Records to process: Begin
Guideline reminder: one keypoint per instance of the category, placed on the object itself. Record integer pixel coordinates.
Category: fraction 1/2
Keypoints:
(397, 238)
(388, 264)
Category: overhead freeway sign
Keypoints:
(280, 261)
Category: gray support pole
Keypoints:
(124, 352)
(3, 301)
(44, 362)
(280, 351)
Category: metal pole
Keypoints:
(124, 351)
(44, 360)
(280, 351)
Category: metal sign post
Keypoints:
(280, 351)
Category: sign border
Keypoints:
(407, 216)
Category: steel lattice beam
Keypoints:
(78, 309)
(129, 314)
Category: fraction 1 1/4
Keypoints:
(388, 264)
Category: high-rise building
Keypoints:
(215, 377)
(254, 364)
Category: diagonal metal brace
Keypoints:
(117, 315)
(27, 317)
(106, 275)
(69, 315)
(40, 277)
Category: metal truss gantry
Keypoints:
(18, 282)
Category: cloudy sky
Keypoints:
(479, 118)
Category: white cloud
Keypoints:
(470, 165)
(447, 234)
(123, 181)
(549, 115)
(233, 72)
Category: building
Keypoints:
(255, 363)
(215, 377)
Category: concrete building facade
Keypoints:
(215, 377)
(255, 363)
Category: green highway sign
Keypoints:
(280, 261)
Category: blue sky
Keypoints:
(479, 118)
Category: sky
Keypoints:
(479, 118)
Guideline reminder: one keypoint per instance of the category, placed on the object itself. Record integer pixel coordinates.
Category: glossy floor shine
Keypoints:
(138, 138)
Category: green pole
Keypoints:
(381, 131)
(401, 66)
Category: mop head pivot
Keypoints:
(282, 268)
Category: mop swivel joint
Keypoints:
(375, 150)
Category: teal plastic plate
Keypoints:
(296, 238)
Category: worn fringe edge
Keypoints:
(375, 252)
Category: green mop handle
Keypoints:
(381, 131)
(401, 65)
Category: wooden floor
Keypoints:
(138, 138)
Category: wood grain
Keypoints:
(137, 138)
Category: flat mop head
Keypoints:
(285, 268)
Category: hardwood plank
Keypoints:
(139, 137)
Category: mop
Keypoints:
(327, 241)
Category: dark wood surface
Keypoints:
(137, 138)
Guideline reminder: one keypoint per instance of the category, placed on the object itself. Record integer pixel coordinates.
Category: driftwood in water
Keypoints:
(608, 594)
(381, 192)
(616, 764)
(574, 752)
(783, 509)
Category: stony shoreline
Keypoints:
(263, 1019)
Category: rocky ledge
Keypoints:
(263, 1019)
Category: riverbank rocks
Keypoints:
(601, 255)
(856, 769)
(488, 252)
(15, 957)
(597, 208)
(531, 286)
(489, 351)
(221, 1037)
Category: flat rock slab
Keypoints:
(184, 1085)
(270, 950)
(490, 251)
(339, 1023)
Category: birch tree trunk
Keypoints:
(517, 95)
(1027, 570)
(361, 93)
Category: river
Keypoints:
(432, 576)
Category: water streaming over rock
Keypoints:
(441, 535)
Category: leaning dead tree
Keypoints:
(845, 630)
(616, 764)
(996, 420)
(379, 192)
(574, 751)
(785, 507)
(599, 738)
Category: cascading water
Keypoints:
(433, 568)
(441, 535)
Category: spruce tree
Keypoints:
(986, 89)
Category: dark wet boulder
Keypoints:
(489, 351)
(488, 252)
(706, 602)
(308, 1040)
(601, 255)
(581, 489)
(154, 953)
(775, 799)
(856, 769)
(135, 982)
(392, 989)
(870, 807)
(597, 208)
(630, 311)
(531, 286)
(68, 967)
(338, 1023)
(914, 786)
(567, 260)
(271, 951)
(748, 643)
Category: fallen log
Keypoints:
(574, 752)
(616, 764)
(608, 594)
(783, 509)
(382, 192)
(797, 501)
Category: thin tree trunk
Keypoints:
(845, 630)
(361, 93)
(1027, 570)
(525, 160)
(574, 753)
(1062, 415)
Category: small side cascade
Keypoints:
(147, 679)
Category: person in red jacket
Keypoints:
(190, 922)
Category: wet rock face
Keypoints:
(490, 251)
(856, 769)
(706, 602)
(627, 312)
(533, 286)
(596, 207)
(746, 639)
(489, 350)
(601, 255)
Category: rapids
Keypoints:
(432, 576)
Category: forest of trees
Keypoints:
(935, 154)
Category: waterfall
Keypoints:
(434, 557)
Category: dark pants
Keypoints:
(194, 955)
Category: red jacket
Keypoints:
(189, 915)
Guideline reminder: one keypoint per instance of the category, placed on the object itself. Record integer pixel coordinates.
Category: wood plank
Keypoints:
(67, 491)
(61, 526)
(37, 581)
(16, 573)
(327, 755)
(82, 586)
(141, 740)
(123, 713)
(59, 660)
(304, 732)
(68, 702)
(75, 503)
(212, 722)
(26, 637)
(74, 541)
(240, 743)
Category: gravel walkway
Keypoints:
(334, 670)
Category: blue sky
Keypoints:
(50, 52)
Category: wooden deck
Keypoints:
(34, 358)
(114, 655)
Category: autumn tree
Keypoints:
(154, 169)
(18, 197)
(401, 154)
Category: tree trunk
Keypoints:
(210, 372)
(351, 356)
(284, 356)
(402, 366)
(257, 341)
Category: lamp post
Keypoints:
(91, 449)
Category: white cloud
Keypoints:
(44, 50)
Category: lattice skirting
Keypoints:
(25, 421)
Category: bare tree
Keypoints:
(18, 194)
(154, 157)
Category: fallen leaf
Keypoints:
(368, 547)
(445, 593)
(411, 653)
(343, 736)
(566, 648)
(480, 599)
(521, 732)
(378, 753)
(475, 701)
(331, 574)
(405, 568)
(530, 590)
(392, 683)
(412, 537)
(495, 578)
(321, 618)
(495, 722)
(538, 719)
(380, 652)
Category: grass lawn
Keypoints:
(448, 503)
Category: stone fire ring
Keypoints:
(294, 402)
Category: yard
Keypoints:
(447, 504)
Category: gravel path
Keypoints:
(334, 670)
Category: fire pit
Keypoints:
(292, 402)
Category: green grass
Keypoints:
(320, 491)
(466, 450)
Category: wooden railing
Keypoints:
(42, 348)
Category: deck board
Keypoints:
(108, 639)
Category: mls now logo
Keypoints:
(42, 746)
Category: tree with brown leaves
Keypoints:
Records to process: End
__Activity__: Exactly as shown above, return all of the entries.

__Answer space__:
Guideline reminder: one keypoint per instance of the category, placed on the object itself. Record integer pixel coordinates.
Category: fraction 1/2
Keypoints:
(397, 238)
(388, 264)
Category: overhead freeway sign
Keypoints:
(280, 261)
Category: gray support pole
Keypoints:
(124, 352)
(3, 301)
(44, 362)
(280, 351)
Category: metal pole
Keypoints:
(124, 351)
(44, 360)
(280, 351)
Category: metal sign post
Keypoints:
(280, 351)
Category: sign border
Keypoints:
(407, 216)
Category: steel lattice beam
Keypoints:
(78, 309)
(129, 314)
Category: fraction 1 1/4
Keypoints:
(388, 264)
Category: high-rise building
Keypoints:
(215, 377)
(254, 364)
Category: diagonal metal brace
Keypoints:
(117, 315)
(27, 317)
(106, 275)
(69, 315)
(40, 277)
Category: metal truss gantry
Keypoints:
(18, 282)
Category: cloudy sky
Keypoints:
(479, 118)
Category: white cloud
Keypoints:
(470, 165)
(447, 234)
(123, 181)
(549, 115)
(233, 72)
Category: building
Keypoints:
(255, 363)
(215, 377)
Category: concrete building facade
Keypoints:
(215, 377)
(255, 363)
Category: green highway sign
Keypoints:
(280, 261)
Category: blue sky
Keypoints:
(479, 118)
Category: sky
Keypoints:
(479, 118)
Guideline reminder: one keypoint per instance of the category, placed on the object itself. Record integer pixel coordinates.
Category: glossy floor shine
Keypoints:
(138, 138)
Category: green pole
Keypoints:
(381, 131)
(401, 66)
Category: mop head pivot
Keypoints:
(282, 268)
Category: mop swivel joint
Keypoints:
(375, 150)
Category: teal plastic plate
Keypoints:
(296, 238)
Category: worn fringe edge
Keypoints:
(375, 252)
Category: green mop handle
Keypoints:
(381, 131)
(401, 65)
Category: wooden floor
Keypoints:
(138, 138)
Category: wood grain
Keypoints:
(137, 138)
Category: flat mop head
Keypoints:
(285, 268)
Category: hardwood plank
Keypoints:
(139, 137)
Category: mop
Keypoints:
(327, 241)
Category: dark wood surface
Keypoints:
(137, 138)
Guideline reminder: one keypoint per instance of the category, placed on the object itself. Record integer pixel coordinates.
Category: driftwood in water
Keypoints:
(608, 594)
(381, 192)
(616, 764)
(574, 752)
(783, 509)
Category: stony shoreline
Keypoints:
(263, 1019)
Category: rocky ledge
Keypoints:
(263, 1019)
Category: riverbank rocks
Keypoints:
(601, 255)
(856, 769)
(488, 252)
(15, 957)
(597, 208)
(531, 286)
(489, 351)
(221, 1037)
Category: flat rock slab
Keypoints:
(184, 1085)
(270, 950)
(490, 251)
(339, 1023)
Category: birch tree trunk
Keypoints:
(517, 95)
(1027, 570)
(361, 93)
Category: river
Keypoints:
(432, 576)
Category: water streaming over rock
Keypoints:
(441, 535)
Category: leaning dead tree
Keypoints:
(845, 630)
(616, 764)
(996, 420)
(379, 192)
(574, 751)
(785, 507)
(599, 738)
Category: cascading water
Keypoints:
(433, 568)
(441, 535)
Category: spruce tree
Keypoints:
(986, 89)
Category: dark wet boulder
Keypoints:
(489, 351)
(488, 252)
(706, 602)
(308, 1040)
(601, 255)
(581, 489)
(154, 953)
(775, 799)
(856, 769)
(135, 982)
(392, 989)
(870, 807)
(597, 208)
(630, 311)
(531, 286)
(68, 967)
(338, 1023)
(914, 786)
(567, 260)
(271, 951)
(748, 643)
Category: fallen log
Keypoints:
(574, 752)
(616, 764)
(608, 594)
(783, 509)
(382, 192)
(797, 501)
Category: thin tree trunk
Keypoints:
(845, 630)
(361, 93)
(1027, 570)
(525, 160)
(574, 753)
(1062, 415)
Category: small side cascade
Keypoints:
(147, 679)
Category: person in red jacket
Keypoints:
(190, 922)
Category: wet rock face
Keypoints:
(490, 251)
(856, 769)
(706, 602)
(627, 312)
(533, 286)
(596, 207)
(746, 639)
(489, 350)
(601, 255)
Category: rapids
Keypoints:
(432, 576)
Category: forest of trees
Keypoints:
(935, 154)
Category: waterfall
Keypoints:
(434, 557)
Category: dark pants
Keypoints:
(194, 955)
Category: red jacket
Keypoints:
(189, 915)
Guideline reminder: one keypoint per instance of the category, placed on the object itself. Record integer pixel coordinates.
Category: wood plank
Keypoints:
(67, 491)
(61, 526)
(37, 581)
(16, 573)
(327, 755)
(82, 586)
(141, 740)
(123, 713)
(59, 660)
(304, 732)
(68, 702)
(75, 503)
(212, 722)
(26, 637)
(74, 541)
(240, 743)
Category: gravel walkway
Keypoints:
(334, 670)
Category: blue sky
Keypoints:
(50, 52)
Category: wooden deck
Keypoints:
(34, 358)
(114, 655)
Category: autumn tree
Keypoints:
(154, 169)
(18, 197)
(401, 154)
Category: tree trunk
Keypoints:
(210, 372)
(351, 356)
(284, 356)
(402, 366)
(257, 341)
Category: lamp post
Keypoints:
(91, 449)
Category: white cloud
Keypoints:
(44, 50)
Category: lattice skirting
Keypoints:
(25, 421)
Category: bare tree
Keypoints:
(18, 194)
(154, 157)
Category: fallen leaf
Keypoints:
(368, 547)
(445, 593)
(411, 653)
(343, 736)
(566, 648)
(480, 599)
(521, 732)
(378, 753)
(475, 701)
(331, 574)
(405, 568)
(530, 590)
(392, 683)
(412, 537)
(495, 578)
(321, 618)
(495, 722)
(538, 719)
(380, 652)
Category: grass lawn
Keypoints:
(448, 503)
Category: stone fire ring
Keypoints:
(294, 402)
Category: yard
Keypoints:
(447, 504)
Category: gravel path
Keypoints:
(334, 670)
Category: fire pit
Keypoints:
(292, 402)
Category: green grass
Keypoints:
(320, 491)
(466, 450)
Category: wooden railing
Keypoints:
(42, 348)
Category: deck board
Keypoints:
(108, 639)
Category: mls now logo
Keypoints:
(42, 746)
Category: tree with brown leaves
Keypoints:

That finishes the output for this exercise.